Задание:
Перепиши дословно и целиком отрывок о поступлении в московскую 1-ю гимназию.

Исходный отрывок:
╭──
Марк Вишняк - Дань прошлому
Мытарства - не столько мои, сколько мамаши - кончились благополучно благодаря случайности. Кто-то надоумил ее обратиться в канцелярию попечителя округа и узнать, имеется ли где-либо вакансия для евреев. Оттуда ее направили в соседнюю с канцелярией Округа 1-ую гимназию. От нашей Маросейки гимназия отстояла далеко, минут 40 хода. Но мамаша и все мы несказанно обрадовались, когда выяснилось, что из двух вакансий для евреев одна еще не заполнена. В спешном порядке представили прошение, метрику и меня самого. Те же экзамены по математике и по русскому языку, но в одиночном порядке. Опять я получил свою четверку по арифметике и того меньше по русскому языку, когда заявил, что по церковно-славянски читать не умею, - я еврей. Но раз вакансия была, и других претендентов не оказалось, и тройка с четверкой были достаточны для зачисления меня воспитанником московской 1-ой гимназии, числившей среди своих питомцев Тихонравова, Владимира Соловьева, Милюкова.
╰──
Представленные данные:
╭──
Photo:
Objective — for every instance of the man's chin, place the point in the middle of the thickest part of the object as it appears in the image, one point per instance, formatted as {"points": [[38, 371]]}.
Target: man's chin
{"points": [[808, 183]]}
╰──
Результат выполнения:
Марк Вишняк - Дань прошлому
Мытарства - не столько мои, сколько мамаши - кончились благополучно благодаря случайности. Кто-то надоумил ее обратиться в канцелярию попечителя округа и узнать, имеется ли где-либо вакансия для евреев. Оттуда ее направили в соседнюю с канцелярией Округа 1-ую гимназию. От нашей Маросейки гимназия отстояла далеко, минут 40 хода. Но мамаша и все мы несказанно обрадовались, когда выяснилось, что из двух вакансий для евреев одна еще не заполнена. В спешном порядке представили прошение, метрику и меня самого. Те же экзамены по математике и по русскому языку, но в одиночном порядке. Опять я получил свою четверку по арифметике и того меньше по русскому языку, когда заявил, что по церковно-славянски читать не умею, - я еврей. Но раз вакансия была, и других претендентов не оказалось, и тройка с четверкой были достаточны для зачисления меня воспитанником московской 1-ой гимназии, числившей среди своих питомцев Тихонравова, Владимира Соловьева, Милюкова.